There's going to be, I think, pretty strong adoption in the fall, and you're going to want your app to fit in. And as soon as this lands to the public, your app is going to start looking old, and that clock is ticking. How long will you let your app look old to your customers? You're going to want to have this running on a device, and you're going to want to start working on UI possibilities now, ASAP.

I said back when the redesign for the OS was rumored, I said that if they do a big redesign, that's basically all we're going to be able to do all summer and fall.

Responding to the New Design

I stand by that for the most part. It is going to be a lot of work. I started playing with the UI stuff over the last couple days and... A lot of it still doesn't work right. A lot of it has some weird, tricky little gotchas that you have to figure out or work around. You've got to file a bunch of bugs and hope they fix them soon so you can start actually using the stuff. But your customers don't know any of that. Your customers...

come September are going to see the system looks radically different and your app looks old. So you've got to get on that ASAP. And what's interesting, the way I feel kind of generally about what they delivered this year... A lot of people who I think are not developers or maybe who are skeptical of AI think they didn't really give us that much this year.

And I can tell you for sure that's not the case. We'll get to that in a minute. But I think one of the challenges that I'm facing is that I do see that, oh, yeah, I have to do a redesign badly now.

Tasks to complete:
a – In the transcript excerpt about the OS redesign, list every phrase that follows the words "you're going to want".
b – Continue the transcript excerpt about the OS redesign, keeping the speaker's conversational voice.

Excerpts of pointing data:
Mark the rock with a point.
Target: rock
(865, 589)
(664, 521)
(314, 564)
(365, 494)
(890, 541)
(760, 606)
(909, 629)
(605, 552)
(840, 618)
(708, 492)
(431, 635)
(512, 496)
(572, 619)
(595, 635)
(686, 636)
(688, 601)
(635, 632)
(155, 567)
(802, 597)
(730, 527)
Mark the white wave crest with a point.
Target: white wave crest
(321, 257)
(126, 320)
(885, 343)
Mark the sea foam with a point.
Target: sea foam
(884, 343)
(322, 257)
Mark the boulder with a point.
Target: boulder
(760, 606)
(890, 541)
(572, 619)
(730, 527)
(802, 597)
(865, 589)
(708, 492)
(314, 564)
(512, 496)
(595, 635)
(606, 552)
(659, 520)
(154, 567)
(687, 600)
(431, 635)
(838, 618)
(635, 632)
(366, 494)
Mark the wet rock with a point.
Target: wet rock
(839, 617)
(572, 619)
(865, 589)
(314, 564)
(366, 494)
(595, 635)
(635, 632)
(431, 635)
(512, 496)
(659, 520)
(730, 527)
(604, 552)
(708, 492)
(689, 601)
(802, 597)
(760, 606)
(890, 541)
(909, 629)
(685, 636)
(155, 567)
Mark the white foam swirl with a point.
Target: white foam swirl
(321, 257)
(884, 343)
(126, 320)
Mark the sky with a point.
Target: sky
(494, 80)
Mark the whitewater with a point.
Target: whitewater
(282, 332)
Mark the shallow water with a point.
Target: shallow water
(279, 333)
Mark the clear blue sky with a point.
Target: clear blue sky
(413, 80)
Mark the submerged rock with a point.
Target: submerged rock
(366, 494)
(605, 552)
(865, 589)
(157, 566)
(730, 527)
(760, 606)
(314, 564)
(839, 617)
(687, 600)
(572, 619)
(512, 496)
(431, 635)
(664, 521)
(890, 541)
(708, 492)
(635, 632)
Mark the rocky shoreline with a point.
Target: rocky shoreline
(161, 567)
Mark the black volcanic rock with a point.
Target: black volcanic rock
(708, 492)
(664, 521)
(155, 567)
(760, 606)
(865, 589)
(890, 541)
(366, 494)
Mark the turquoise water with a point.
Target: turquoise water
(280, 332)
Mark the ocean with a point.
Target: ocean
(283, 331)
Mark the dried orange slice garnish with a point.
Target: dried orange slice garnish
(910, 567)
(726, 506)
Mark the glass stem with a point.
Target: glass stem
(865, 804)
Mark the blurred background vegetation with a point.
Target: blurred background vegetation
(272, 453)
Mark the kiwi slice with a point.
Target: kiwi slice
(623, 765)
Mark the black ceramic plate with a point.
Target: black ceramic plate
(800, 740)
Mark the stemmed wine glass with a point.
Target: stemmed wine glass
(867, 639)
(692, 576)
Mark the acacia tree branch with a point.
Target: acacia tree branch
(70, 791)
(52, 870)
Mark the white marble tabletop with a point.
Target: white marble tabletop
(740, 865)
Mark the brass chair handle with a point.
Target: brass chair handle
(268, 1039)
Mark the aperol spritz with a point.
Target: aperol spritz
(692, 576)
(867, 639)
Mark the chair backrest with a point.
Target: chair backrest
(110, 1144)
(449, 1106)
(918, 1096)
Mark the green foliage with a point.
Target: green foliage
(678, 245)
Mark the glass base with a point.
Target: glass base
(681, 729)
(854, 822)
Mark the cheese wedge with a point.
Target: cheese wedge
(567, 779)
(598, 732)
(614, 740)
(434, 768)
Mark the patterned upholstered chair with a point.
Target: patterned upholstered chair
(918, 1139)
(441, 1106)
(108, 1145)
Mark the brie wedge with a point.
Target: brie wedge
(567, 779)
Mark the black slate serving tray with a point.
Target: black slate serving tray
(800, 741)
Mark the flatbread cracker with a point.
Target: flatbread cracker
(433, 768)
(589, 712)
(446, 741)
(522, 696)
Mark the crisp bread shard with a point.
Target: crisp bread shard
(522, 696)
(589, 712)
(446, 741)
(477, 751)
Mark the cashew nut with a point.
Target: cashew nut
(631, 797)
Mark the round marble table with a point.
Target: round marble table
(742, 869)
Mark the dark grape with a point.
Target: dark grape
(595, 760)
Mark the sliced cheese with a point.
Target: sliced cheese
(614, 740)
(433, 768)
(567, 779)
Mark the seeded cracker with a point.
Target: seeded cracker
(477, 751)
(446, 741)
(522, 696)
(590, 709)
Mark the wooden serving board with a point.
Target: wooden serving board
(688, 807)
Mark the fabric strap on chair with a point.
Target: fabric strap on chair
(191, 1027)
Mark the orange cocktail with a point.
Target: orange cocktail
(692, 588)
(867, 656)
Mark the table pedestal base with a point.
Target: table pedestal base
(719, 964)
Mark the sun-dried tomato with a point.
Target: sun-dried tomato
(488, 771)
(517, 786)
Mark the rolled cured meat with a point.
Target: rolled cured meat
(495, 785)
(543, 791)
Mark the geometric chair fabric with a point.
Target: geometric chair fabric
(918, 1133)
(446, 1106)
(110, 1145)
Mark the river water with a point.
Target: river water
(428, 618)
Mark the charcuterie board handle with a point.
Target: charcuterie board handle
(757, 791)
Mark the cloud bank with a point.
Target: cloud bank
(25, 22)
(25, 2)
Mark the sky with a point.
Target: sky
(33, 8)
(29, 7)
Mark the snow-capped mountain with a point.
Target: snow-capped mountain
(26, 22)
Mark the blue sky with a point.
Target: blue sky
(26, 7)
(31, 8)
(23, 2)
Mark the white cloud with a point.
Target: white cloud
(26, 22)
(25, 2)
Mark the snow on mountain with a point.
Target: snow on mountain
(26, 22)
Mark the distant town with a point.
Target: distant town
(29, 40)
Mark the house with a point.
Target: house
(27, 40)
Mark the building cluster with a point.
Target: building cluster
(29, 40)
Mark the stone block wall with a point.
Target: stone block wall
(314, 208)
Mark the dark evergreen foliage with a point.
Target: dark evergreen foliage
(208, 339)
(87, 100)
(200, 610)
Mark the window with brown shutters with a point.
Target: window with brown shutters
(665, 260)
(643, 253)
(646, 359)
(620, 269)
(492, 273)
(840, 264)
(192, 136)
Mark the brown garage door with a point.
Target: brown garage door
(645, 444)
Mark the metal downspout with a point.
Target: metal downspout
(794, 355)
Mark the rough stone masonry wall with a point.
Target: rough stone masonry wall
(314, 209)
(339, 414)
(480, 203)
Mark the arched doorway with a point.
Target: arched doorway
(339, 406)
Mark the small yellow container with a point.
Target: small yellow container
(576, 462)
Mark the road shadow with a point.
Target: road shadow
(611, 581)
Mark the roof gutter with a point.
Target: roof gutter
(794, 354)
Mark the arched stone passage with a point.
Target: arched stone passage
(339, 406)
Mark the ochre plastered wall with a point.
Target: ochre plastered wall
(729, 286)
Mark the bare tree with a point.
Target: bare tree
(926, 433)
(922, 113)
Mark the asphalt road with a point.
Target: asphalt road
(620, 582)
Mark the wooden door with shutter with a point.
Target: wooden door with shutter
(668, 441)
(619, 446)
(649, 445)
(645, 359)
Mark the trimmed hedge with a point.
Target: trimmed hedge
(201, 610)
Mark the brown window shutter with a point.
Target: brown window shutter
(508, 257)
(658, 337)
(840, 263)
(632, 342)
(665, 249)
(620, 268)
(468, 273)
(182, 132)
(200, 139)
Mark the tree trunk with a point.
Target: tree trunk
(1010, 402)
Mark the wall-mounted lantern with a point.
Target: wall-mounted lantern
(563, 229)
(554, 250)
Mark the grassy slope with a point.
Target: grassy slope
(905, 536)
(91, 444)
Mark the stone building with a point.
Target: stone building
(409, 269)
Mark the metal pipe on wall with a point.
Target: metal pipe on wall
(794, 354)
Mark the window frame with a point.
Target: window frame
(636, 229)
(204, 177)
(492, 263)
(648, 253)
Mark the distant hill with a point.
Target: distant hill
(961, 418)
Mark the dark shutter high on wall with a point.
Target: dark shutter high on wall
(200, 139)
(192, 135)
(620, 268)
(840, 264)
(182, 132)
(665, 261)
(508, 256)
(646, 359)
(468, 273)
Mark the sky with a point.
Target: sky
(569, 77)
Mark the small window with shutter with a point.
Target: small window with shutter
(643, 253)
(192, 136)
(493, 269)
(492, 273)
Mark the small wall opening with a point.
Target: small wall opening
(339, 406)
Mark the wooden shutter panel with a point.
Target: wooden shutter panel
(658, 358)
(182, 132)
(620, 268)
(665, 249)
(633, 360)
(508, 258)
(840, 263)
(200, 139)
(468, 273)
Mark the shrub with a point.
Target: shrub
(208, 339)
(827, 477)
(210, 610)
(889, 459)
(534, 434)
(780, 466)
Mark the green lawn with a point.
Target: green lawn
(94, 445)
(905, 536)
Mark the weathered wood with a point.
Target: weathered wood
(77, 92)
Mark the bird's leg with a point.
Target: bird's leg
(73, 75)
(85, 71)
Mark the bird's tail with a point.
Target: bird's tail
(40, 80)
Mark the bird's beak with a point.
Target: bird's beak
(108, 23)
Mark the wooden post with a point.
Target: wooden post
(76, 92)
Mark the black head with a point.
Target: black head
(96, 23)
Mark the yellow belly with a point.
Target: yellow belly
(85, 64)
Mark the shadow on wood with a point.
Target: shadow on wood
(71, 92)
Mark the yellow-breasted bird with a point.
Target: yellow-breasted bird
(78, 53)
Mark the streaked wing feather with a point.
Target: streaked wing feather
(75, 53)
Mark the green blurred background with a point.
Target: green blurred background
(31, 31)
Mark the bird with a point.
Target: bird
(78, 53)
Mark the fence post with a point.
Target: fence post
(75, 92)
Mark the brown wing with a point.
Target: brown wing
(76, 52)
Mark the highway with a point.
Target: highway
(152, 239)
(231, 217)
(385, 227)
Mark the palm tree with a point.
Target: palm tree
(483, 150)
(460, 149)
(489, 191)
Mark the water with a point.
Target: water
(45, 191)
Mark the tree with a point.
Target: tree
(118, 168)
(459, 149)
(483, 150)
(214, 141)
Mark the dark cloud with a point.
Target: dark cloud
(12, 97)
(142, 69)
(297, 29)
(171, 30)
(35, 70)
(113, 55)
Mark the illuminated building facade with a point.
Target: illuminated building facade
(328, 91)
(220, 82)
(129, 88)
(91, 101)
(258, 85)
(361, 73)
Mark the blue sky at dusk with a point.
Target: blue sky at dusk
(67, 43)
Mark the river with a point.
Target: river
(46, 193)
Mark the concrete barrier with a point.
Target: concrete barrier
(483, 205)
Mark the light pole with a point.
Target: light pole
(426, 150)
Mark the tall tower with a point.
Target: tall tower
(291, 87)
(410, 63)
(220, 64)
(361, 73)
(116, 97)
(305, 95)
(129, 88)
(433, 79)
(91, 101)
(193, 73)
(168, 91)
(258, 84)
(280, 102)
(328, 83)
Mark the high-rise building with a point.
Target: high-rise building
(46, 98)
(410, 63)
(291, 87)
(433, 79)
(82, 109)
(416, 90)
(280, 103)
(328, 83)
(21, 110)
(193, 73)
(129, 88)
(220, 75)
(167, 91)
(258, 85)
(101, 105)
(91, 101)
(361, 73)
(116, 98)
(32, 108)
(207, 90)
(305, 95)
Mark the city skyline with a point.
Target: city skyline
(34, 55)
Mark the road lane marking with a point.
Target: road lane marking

Answers for the tasks:
a –
- your app to fit in
- to have this running on a device
- to start working on UI possibilities now, ASAP

b –
But also, there's all these cool new APIs that I also want to play with. So there is some... some balance to find there that and of course I never find those balances but there's some balance to find there with like how do I spend my time and it's it's kind of this big crunch period too because you have only a very short time when

You have to consume a whole bunch of developer sessions, figure out what to do with your app, and start using these new APIs so that you can ask the right questions during the labs if you're there that week. and or you can start filing bugs that actually have any chance of getting fixed before this thing is released. So there's so much going on right now. I feel like I'm being pulled in a thousand different directions, all of which are super urgent and have to be done yesterday.

Sure. Though I will say it is good to also realize that there is an initial sprint and then I feel like things settle down in the way that we most likely have until... mid to late September to be, until we have to be ready, which is about three months, is it? June to July, July to August, August to September, three months. So we do have a bit of time once that initial sprint settles down. Absolutely, I'm the same as you. I've watched so many session videos in the last...

week and a half that they all start to run together. And like, I just, I vaguely remember things. And that's, that's my point in what I'm doing right now is I'm watching as many as I can.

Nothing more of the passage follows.